● Task to complete: Take the entries that follow and write each one out exactly.

● Data supplied:
_ _ _ _

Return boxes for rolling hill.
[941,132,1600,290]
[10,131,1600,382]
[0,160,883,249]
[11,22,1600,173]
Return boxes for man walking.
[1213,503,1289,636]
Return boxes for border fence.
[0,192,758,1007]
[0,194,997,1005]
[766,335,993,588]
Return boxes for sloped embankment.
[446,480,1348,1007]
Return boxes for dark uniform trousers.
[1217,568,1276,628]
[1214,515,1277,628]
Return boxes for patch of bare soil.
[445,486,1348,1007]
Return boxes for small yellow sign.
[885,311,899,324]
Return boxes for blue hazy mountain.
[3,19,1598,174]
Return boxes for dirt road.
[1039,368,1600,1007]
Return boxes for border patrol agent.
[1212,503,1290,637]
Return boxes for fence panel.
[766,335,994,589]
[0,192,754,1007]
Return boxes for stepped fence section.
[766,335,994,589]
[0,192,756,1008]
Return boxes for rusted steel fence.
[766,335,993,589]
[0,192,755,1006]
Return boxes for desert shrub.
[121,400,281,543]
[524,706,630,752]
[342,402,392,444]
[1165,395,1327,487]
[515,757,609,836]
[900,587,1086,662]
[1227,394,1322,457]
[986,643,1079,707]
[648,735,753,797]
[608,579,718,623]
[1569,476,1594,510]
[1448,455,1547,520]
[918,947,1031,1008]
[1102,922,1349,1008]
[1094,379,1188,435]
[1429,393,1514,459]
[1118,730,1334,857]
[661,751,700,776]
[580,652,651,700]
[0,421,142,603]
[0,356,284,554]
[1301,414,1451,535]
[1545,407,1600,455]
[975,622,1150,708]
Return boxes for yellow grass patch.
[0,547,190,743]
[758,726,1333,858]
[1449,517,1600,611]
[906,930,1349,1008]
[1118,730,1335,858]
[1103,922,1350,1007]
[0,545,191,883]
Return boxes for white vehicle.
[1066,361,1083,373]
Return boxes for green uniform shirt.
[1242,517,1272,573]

_ _ _ _

● Task response:
Return boxes for rolling hill.
[941,132,1600,290]
[10,131,1600,382]
[0,160,883,249]
[11,22,1600,173]
Return boxes for man walking.
[1213,503,1289,636]
Return boxes for border fence.
[0,192,758,1007]
[0,194,997,1005]
[766,335,993,588]
Return boxes for sloped embankment.
[446,480,1348,1007]
Return boxes for dark uniform trousers.
[1217,568,1276,628]
[1214,515,1277,628]
Return boxes for patch of bare soil.
[445,486,1348,1007]
Return boxes for small yellow sign.
[885,311,899,324]
Return boxes for blue hazy mountain.
[3,19,1598,174]
Return boxes for dirt road.
[1039,368,1600,1007]
Return boxes for border patrol agent.
[1212,503,1290,637]
Return boxes for fence panel.
[766,335,994,589]
[0,192,754,1007]
Return boxes for stepped fence section.
[766,335,994,589]
[0,192,756,1008]
Return boxes for rusted steel fence.
[766,335,993,589]
[0,192,755,1006]
Return boxes for desert shrub.
[121,400,281,543]
[524,706,630,752]
[342,402,392,444]
[1165,395,1327,487]
[515,757,609,836]
[900,587,1086,662]
[1227,394,1322,457]
[986,643,1079,707]
[648,735,753,797]
[608,579,718,623]
[1569,476,1594,510]
[1448,455,1547,520]
[918,947,1031,1008]
[1102,922,1349,1008]
[1094,379,1188,435]
[1429,393,1514,459]
[1118,730,1334,857]
[661,751,700,776]
[580,652,651,700]
[0,421,142,603]
[0,356,284,554]
[1301,414,1451,535]
[1545,407,1600,455]
[975,622,1150,708]
Return boxes for yellow grass patch.
[0,547,190,743]
[758,726,1333,858]
[1449,517,1600,611]
[906,930,1349,1008]
[1118,730,1335,858]
[1103,922,1350,1007]
[0,545,191,883]
Return boxes for white vehicle.
[1066,361,1083,373]
Return boxes for green uniform shirt.
[1242,517,1272,573]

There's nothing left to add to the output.